Source data »

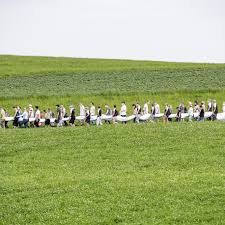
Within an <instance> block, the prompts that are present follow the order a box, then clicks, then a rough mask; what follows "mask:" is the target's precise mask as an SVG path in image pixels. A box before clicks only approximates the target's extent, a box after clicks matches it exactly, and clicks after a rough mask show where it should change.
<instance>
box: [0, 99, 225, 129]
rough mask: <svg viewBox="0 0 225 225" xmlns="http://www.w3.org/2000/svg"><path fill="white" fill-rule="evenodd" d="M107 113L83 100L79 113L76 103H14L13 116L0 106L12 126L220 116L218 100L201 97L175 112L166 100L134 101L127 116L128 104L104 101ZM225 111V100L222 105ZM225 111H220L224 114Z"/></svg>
mask: <svg viewBox="0 0 225 225" xmlns="http://www.w3.org/2000/svg"><path fill="white" fill-rule="evenodd" d="M105 110H106V111H105V114H103V110H102V108H101V107H100V106H98V107H97V109H96V107H95V105H94V103H93V102H92V103H91V104H90V106H88V107H85V106H84V105H83V104H81V103H80V104H79V114H78V115H77V113H76V110H75V107H74V105H70V107H69V112H67V111H66V108H65V107H64V106H63V105H56V110H55V112H53V111H52V110H51V109H50V108H48V109H47V110H43V112H41V111H40V109H39V107H38V106H35V108H33V107H32V105H31V104H30V105H29V106H28V108H24V110H23V111H22V110H21V107H20V106H15V107H14V115H13V116H12V117H10V115H9V113H8V112H7V111H6V110H5V109H4V108H3V107H0V125H1V126H0V127H6V128H7V127H8V122H10V121H13V127H14V128H17V127H20V128H21V127H25V128H27V127H39V126H43V125H46V126H59V127H61V126H68V125H69V124H70V125H71V126H74V125H75V120H78V121H79V122H80V124H81V125H84V124H87V125H90V124H95V123H96V124H97V125H102V121H103V120H105V121H106V122H107V123H111V122H112V123H117V122H118V121H120V122H122V123H126V122H127V121H129V120H133V122H135V123H139V122H140V121H147V120H150V121H154V120H156V119H158V118H161V117H162V118H163V121H164V122H169V121H172V119H173V118H175V120H176V121H178V122H179V121H182V120H184V119H185V118H188V120H189V121H192V120H193V119H195V120H198V121H204V119H208V120H216V119H217V117H218V106H217V103H216V100H212V101H211V100H209V101H208V104H207V106H206V105H205V102H204V101H202V102H201V103H200V104H198V101H195V102H194V104H192V102H189V103H188V107H185V105H184V103H180V104H179V106H178V107H176V110H175V113H173V109H172V106H171V105H169V104H165V109H164V112H163V113H161V112H160V106H159V104H158V103H156V102H154V103H153V104H151V105H150V101H147V102H145V104H144V105H143V108H142V107H141V105H140V104H139V103H136V104H133V105H132V111H133V113H132V115H131V116H127V106H126V103H125V102H122V103H121V108H120V111H119V110H118V109H117V106H116V105H114V106H113V108H112V109H111V108H110V106H109V105H108V104H105ZM222 111H223V113H225V103H224V104H223V108H222ZM221 116H222V117H221ZM223 116H224V115H220V118H219V119H221V118H223Z"/></svg>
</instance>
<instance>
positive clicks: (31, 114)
mask: <svg viewBox="0 0 225 225" xmlns="http://www.w3.org/2000/svg"><path fill="white" fill-rule="evenodd" d="M29 117H30V118H34V110H33V108H32V107H29Z"/></svg>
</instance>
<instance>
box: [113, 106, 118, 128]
mask: <svg viewBox="0 0 225 225" xmlns="http://www.w3.org/2000/svg"><path fill="white" fill-rule="evenodd" d="M118 114H119V113H118V110H117V108H116V105H114V106H113V111H112V119H113V123H114V124H115V123H117V116H118Z"/></svg>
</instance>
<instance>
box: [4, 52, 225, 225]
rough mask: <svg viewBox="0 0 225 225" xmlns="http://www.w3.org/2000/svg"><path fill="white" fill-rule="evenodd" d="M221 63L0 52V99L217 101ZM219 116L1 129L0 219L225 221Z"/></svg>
mask: <svg viewBox="0 0 225 225" xmlns="http://www.w3.org/2000/svg"><path fill="white" fill-rule="evenodd" d="M224 76H225V64H190V63H165V62H147V61H129V60H125V61H124V60H98V59H73V58H53V57H19V56H0V105H2V106H3V107H4V108H6V109H7V111H9V112H10V113H12V106H14V105H21V107H24V106H28V104H30V103H32V104H33V105H39V106H40V108H41V109H46V108H47V107H51V108H52V109H53V110H54V107H55V105H56V104H64V105H65V106H68V105H70V104H75V105H76V106H77V105H78V103H79V102H83V103H84V104H85V105H89V104H90V102H91V101H93V102H95V104H96V105H98V104H99V105H101V106H102V107H104V104H105V103H108V104H110V105H111V106H112V105H113V104H117V105H118V106H119V105H120V102H121V101H123V100H125V101H126V102H127V106H128V109H129V113H132V111H131V107H130V106H131V104H132V103H134V102H136V101H139V102H140V103H141V104H143V103H144V101H145V100H149V99H150V100H151V102H153V101H157V102H158V103H160V105H161V109H163V106H164V104H165V103H169V104H172V106H173V108H174V109H175V107H176V106H177V105H178V104H179V103H180V102H181V101H183V102H184V103H187V102H188V101H189V100H192V101H194V100H199V101H201V100H205V101H206V100H207V99H216V100H217V102H218V105H219V107H220V108H219V110H220V111H221V105H222V102H223V101H224V100H225V97H224V96H225V93H224V91H225V79H224ZM224 130H225V124H224V123H223V122H204V123H197V122H195V123H187V122H184V123H171V124H167V125H165V124H163V123H156V124H151V123H148V124H132V123H129V124H127V125H120V124H117V125H116V126H114V125H103V127H96V126H91V127H85V126H84V127H80V126H77V127H74V128H70V127H67V128H62V129H60V128H40V129H27V130H26V129H0V170H1V174H0V224H7V225H8V224H54V225H55V224H129V225H130V224H135V225H136V224H163V225H167V224H179V225H180V224H185V225H186V224H202V225H203V224H204V225H205V224H206V225H207V224H212V225H216V224H225V222H224V221H225V220H224V204H225V189H224V176H225V173H224V169H225V157H224V154H225V153H224V152H225V151H224V150H225V147H224V146H225V138H224Z"/></svg>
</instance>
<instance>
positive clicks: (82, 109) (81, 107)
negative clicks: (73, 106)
mask: <svg viewBox="0 0 225 225" xmlns="http://www.w3.org/2000/svg"><path fill="white" fill-rule="evenodd" d="M80 116H85V108H84V106H83V105H81V106H80Z"/></svg>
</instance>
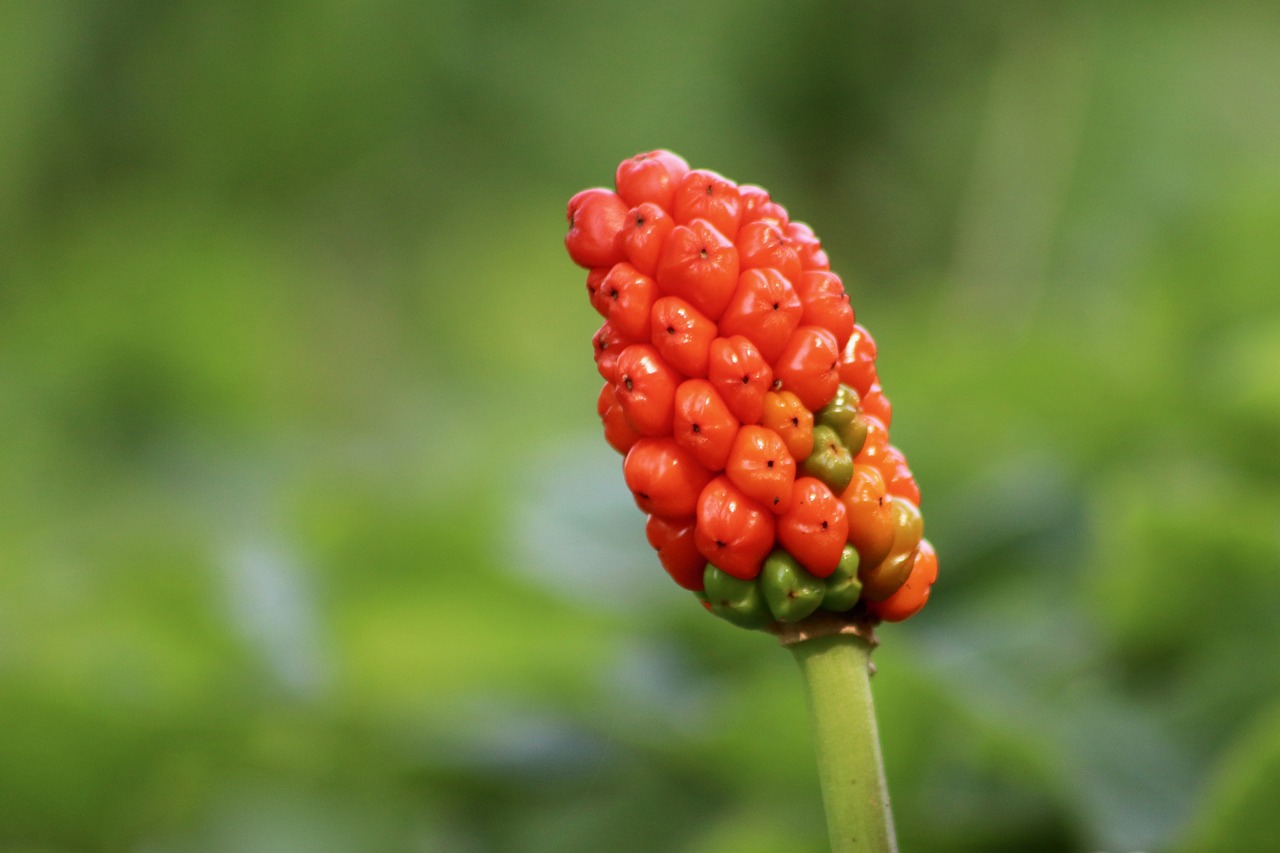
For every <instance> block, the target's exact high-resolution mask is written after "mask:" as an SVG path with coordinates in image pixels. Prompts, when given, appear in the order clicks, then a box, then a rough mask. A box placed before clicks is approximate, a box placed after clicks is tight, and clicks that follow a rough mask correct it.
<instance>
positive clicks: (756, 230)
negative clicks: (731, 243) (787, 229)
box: [733, 219, 801, 284]
mask: <svg viewBox="0 0 1280 853" xmlns="http://www.w3.org/2000/svg"><path fill="white" fill-rule="evenodd" d="M733 243H735V245H736V246H737V263H739V266H741V268H742V269H763V268H773V269H776V270H778V272H780V273H782V277H783V278H786V279H787V282H790V283H792V284H794V283H795V282H797V280H799V279H800V273H801V270H800V256H799V255H796V250H795V248H794V247H792V246H791V245H790V243H787V241H786V238H785V237H783V236H782V229H781V228H778V227H777V225H776V224H774V223H772V222H768V220H765V219H762V220H756V222H749V223H746V224H744V225H742V227H741V228H740V229H739V232H737V240H735V241H733Z"/></svg>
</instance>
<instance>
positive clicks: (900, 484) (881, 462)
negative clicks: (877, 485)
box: [876, 444, 920, 506]
mask: <svg viewBox="0 0 1280 853" xmlns="http://www.w3.org/2000/svg"><path fill="white" fill-rule="evenodd" d="M876 464H877V467H879V471H881V474H883V475H884V488H886V491H887V492H888V493H890V494H892V496H893V497H901V498H906V500H908V501H910V502H911V503H914V505H915V506H920V489H919V487H918V485H916V484H915V478H914V476H913V475H911V469H910V467H908V465H906V456H905V455H904V453H902V451H900V450H899V448H896V447H893V446H892V444H890V446H888V447H886V448H884V452H883V453H882V455H881V456H879V457H878V459H877V460H876Z"/></svg>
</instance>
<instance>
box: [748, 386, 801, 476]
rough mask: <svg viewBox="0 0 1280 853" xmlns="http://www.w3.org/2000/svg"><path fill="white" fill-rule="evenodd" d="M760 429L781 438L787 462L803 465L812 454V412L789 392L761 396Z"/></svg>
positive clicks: (773, 391) (796, 397) (769, 393)
mask: <svg viewBox="0 0 1280 853" xmlns="http://www.w3.org/2000/svg"><path fill="white" fill-rule="evenodd" d="M760 425H762V427H768V428H769V429H772V430H773V432H776V433H777V434H778V435H781V437H782V443H783V444H786V446H787V452H788V453H791V459H794V460H796V461H799V462H803V461H804V460H806V459H808V457H809V453H812V452H813V412H812V411H809V410H808V409H805V407H804V403H803V402H800V398H799V397H796V396H795V394H794V393H791V392H790V391H771V392H768V393H767V394H764V414H763V415H762V416H760Z"/></svg>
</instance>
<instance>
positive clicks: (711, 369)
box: [707, 334, 773, 424]
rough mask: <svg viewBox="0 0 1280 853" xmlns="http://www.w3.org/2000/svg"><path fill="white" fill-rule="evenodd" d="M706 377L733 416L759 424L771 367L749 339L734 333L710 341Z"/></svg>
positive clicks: (771, 371) (763, 407)
mask: <svg viewBox="0 0 1280 853" xmlns="http://www.w3.org/2000/svg"><path fill="white" fill-rule="evenodd" d="M707 378H708V379H709V380H710V383H712V386H714V388H716V391H717V392H719V396H721V397H722V398H723V400H724V402H726V403H728V409H730V411H732V412H733V416H735V418H737V419H739V420H740V421H742V423H744V424H755V423H759V420H760V416H762V415H763V414H764V394H765V393H768V392H769V388H771V387H772V386H773V370H772V369H771V368H769V365H768V362H765V360H764V356H762V355H760V351H759V350H758V348H756V347H755V345H754V343H751V341H750V339H749V338H746V337H742V336H741V334H735V336H732V337H728V338H716V339H714V341H712V347H710V360H709V361H708V365H707Z"/></svg>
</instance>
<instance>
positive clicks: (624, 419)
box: [595, 382, 641, 456]
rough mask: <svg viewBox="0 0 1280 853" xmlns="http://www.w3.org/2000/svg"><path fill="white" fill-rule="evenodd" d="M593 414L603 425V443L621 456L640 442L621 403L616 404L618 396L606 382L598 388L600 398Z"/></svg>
mask: <svg viewBox="0 0 1280 853" xmlns="http://www.w3.org/2000/svg"><path fill="white" fill-rule="evenodd" d="M595 414H598V415H599V416H600V423H602V424H604V441H607V442H608V443H609V447H612V448H613V450H616V451H618V452H620V453H622V455H623V456H625V455H626V452H627V451H628V450H631V446H632V444H635V443H636V442H637V441H640V438H641V435H640V433H637V432H636V430H635V428H634V427H631V421H628V420H627V416H626V414H625V412H623V411H622V406H621V403H618V396H617V393H614V391H613V386H612V384H611V383H608V382H607V383H604V387H603V388H600V396H599V397H598V398H596V401H595Z"/></svg>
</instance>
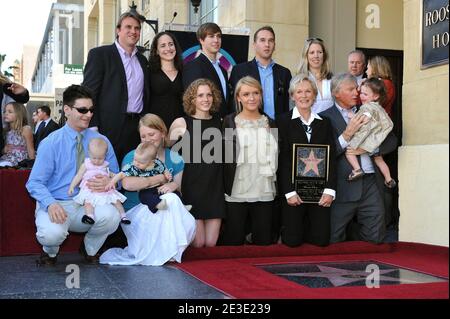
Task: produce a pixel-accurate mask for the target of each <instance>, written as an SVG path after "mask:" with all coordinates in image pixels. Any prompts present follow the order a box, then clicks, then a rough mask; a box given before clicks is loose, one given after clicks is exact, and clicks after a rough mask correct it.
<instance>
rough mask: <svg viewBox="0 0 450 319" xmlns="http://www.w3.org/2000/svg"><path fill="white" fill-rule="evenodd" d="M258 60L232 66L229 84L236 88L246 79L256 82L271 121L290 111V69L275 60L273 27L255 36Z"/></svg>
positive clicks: (255, 59)
mask: <svg viewBox="0 0 450 319" xmlns="http://www.w3.org/2000/svg"><path fill="white" fill-rule="evenodd" d="M253 48H254V50H255V58H254V59H253V60H251V61H249V62H244V63H241V64H238V65H236V66H234V67H233V70H232V71H231V76H230V84H231V86H232V88H233V91H234V88H235V87H236V84H237V82H238V81H239V80H240V79H242V78H243V77H244V76H248V75H249V76H251V77H253V78H255V79H257V80H258V81H259V82H260V83H261V86H262V88H263V95H264V96H263V100H264V103H263V104H264V113H266V114H267V115H268V116H270V117H271V118H272V119H275V117H278V115H280V114H282V113H285V112H288V111H289V82H290V81H291V78H292V75H291V71H289V69H287V68H285V67H284V66H282V65H279V64H277V63H275V62H274V61H273V60H272V55H273V52H274V51H275V32H274V31H273V29H272V27H270V26H264V27H261V28H259V29H258V30H257V31H256V32H255V34H254V36H253Z"/></svg>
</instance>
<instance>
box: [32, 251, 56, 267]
mask: <svg viewBox="0 0 450 319" xmlns="http://www.w3.org/2000/svg"><path fill="white" fill-rule="evenodd" d="M36 265H37V266H54V265H56V256H55V257H50V256H49V255H48V254H47V253H45V252H42V254H41V256H40V257H39V259H38V260H36Z"/></svg>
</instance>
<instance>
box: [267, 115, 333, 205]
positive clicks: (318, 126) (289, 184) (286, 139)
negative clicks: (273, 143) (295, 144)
mask: <svg viewBox="0 0 450 319" xmlns="http://www.w3.org/2000/svg"><path fill="white" fill-rule="evenodd" d="M292 112H293V110H291V111H290V112H288V113H284V114H282V115H281V116H279V117H278V119H277V121H276V122H277V126H278V141H279V145H280V153H279V157H278V187H279V194H280V196H284V195H285V194H287V193H290V192H292V191H294V190H295V187H294V184H293V183H292V157H293V154H292V151H293V149H292V145H293V144H294V143H298V144H324V145H330V162H329V167H328V181H327V183H326V185H325V188H330V189H333V190H336V161H335V141H334V135H333V128H332V126H331V124H330V121H329V120H328V119H326V118H323V117H322V120H319V119H314V121H313V122H312V123H311V129H312V134H311V140H310V141H309V142H308V137H307V136H306V133H305V130H304V129H303V126H302V121H301V119H300V118H296V119H292ZM336 193H337V192H336Z"/></svg>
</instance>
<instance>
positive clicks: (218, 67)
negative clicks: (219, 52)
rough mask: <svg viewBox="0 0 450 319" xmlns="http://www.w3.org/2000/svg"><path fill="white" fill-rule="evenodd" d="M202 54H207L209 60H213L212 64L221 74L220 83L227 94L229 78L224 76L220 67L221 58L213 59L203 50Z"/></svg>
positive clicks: (211, 60) (209, 61) (219, 78)
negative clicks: (210, 57)
mask: <svg viewBox="0 0 450 319" xmlns="http://www.w3.org/2000/svg"><path fill="white" fill-rule="evenodd" d="M202 54H204V55H205V56H206V58H207V59H208V60H209V62H211V64H212V65H213V67H214V69H215V70H216V73H217V75H218V76H219V79H220V84H221V85H222V92H223V95H224V96H227V80H226V79H225V77H224V76H223V73H222V69H221V68H220V61H219V60H215V61H213V60H211V59H210V58H209V57H208V56H207V55H206V54H205V53H203V52H202Z"/></svg>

Task details » List, copied in full, each line of the entries above that contains the string "negative". Matching is case-sensitive.

Response to this exercise »
negative clicks: (73, 106)
negative clicks: (731, 243) (787, 229)
negative clicks: (877, 485)
negative clicks: (273, 143) (295, 144)
negative clicks: (219, 52)
negative clicks: (210, 57)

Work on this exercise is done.